Task instructions
Give back exactly the lines of the material below that start at the line containing "antenna in the photo above." and end at the line containing "verge in the photo above.", and no others.

═══ Data in this exercise ═══

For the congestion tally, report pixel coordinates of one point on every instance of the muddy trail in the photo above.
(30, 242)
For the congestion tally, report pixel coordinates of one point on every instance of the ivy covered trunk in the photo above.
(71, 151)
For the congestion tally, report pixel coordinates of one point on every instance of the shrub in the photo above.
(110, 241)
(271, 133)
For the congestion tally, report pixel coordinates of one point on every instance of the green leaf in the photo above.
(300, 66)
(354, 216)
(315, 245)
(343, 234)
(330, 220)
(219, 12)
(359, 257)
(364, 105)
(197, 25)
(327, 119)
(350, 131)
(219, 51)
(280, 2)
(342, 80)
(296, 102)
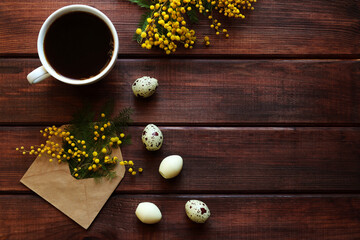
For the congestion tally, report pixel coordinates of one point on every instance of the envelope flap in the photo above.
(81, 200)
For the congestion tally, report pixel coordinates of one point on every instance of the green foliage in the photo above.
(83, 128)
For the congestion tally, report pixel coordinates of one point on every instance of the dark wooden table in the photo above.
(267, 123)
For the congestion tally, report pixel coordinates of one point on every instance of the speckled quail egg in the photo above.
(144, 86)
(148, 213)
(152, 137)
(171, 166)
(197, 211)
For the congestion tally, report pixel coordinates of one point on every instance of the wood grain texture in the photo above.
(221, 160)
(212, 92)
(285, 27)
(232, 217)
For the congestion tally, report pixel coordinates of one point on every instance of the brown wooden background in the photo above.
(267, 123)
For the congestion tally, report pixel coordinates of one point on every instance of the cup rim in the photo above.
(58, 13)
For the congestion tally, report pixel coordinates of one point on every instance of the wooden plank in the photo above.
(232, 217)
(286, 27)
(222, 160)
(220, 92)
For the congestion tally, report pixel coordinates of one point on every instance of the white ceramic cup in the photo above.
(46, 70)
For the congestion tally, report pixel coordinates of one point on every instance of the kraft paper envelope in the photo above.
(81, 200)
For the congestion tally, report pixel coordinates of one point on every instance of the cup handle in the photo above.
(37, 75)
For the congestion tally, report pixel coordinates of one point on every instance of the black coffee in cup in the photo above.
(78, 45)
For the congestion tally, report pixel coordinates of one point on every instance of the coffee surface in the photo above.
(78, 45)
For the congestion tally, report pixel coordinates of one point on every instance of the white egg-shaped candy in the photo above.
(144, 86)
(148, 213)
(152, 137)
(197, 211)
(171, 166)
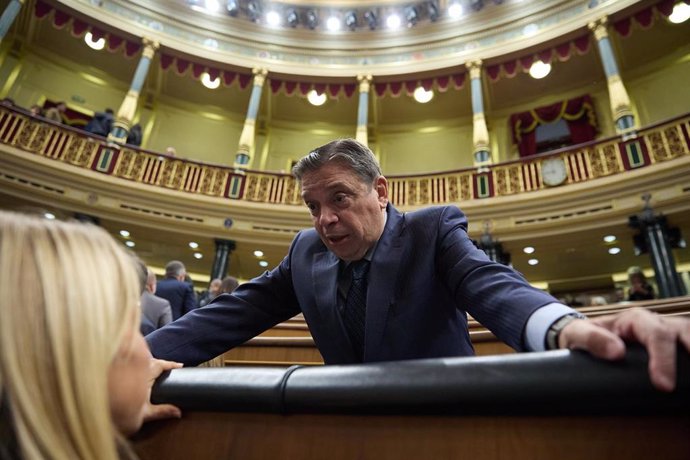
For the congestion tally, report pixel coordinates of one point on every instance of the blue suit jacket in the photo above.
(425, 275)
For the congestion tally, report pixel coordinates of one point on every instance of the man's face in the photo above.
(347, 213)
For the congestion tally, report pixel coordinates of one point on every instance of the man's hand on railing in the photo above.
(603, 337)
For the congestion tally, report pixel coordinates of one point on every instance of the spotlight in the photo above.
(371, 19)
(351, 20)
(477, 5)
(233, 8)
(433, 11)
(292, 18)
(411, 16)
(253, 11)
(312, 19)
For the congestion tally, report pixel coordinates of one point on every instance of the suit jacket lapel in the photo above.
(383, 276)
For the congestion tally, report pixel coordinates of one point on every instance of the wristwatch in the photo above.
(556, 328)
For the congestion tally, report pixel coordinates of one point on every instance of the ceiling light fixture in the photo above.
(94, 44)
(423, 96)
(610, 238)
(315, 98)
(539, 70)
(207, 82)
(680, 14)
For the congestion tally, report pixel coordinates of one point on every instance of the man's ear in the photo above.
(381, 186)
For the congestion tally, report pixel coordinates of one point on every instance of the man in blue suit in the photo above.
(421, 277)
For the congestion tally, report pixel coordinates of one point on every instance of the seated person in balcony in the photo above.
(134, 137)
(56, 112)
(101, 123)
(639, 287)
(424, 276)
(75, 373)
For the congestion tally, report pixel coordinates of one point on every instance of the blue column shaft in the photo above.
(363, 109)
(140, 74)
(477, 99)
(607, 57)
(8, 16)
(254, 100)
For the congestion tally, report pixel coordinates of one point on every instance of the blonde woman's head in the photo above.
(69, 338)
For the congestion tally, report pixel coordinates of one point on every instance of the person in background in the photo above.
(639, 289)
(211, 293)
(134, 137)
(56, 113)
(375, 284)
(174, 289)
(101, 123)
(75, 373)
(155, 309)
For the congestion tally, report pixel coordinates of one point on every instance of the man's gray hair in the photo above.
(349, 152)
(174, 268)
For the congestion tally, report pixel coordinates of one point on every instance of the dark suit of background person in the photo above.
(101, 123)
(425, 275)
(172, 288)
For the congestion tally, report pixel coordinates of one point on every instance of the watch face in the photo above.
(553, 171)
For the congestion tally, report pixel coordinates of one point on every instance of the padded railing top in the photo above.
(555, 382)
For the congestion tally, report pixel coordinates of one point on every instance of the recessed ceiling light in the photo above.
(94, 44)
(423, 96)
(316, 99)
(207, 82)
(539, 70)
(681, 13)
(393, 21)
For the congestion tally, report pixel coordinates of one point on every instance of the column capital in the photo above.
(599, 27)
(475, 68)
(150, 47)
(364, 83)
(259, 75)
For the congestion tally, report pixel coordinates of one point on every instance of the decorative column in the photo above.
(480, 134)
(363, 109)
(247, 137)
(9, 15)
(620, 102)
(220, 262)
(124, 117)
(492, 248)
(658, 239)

═══
═══ Data in this exercise ═══

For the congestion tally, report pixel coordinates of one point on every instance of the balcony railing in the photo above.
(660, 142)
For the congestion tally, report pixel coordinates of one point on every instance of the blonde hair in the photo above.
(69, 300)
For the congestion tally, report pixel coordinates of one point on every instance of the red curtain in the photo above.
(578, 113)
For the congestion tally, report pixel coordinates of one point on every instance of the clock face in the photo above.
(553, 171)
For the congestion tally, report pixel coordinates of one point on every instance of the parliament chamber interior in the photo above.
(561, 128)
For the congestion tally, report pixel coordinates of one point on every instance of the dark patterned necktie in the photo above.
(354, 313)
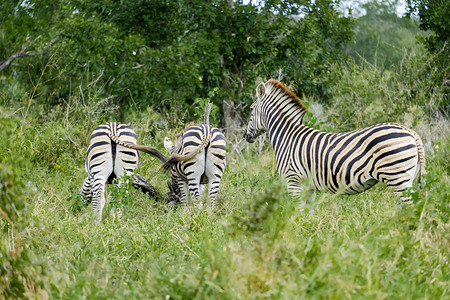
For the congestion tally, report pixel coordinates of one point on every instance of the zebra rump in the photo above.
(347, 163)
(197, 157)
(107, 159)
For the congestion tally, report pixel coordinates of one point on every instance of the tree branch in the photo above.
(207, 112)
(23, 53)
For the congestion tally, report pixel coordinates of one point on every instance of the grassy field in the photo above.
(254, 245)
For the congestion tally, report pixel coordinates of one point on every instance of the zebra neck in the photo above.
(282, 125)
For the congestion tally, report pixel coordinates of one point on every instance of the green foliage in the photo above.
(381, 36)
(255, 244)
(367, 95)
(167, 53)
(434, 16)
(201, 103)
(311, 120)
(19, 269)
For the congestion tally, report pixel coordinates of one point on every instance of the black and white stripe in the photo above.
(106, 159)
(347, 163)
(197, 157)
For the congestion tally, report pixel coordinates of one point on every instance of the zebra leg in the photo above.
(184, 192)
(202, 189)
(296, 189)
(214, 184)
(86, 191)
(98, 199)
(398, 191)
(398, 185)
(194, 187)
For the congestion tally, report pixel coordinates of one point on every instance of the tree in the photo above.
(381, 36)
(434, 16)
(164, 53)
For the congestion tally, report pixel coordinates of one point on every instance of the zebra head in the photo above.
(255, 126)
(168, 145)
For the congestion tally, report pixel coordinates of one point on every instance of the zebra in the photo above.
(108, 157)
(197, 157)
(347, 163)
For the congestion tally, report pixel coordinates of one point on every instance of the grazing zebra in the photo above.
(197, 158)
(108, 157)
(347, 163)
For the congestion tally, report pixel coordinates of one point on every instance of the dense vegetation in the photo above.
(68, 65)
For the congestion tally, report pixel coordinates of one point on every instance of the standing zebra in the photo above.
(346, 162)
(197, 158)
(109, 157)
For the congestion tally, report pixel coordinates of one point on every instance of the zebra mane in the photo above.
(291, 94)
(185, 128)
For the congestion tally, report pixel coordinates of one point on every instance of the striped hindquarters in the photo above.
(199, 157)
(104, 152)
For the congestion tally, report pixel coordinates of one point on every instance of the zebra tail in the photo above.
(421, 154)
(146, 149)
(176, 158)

═══
═══ Data in this exercise ═══

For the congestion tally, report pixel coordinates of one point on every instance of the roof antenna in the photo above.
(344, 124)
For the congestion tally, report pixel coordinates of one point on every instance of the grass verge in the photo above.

═══

Exercise result
For the congestion tally, report pixel coordinates of one point on every instance of the roof antenna in the photo above.
(344, 124)
For the congestion tally, report pixel coordinates of one point on every instance of the grass verge in the photo above.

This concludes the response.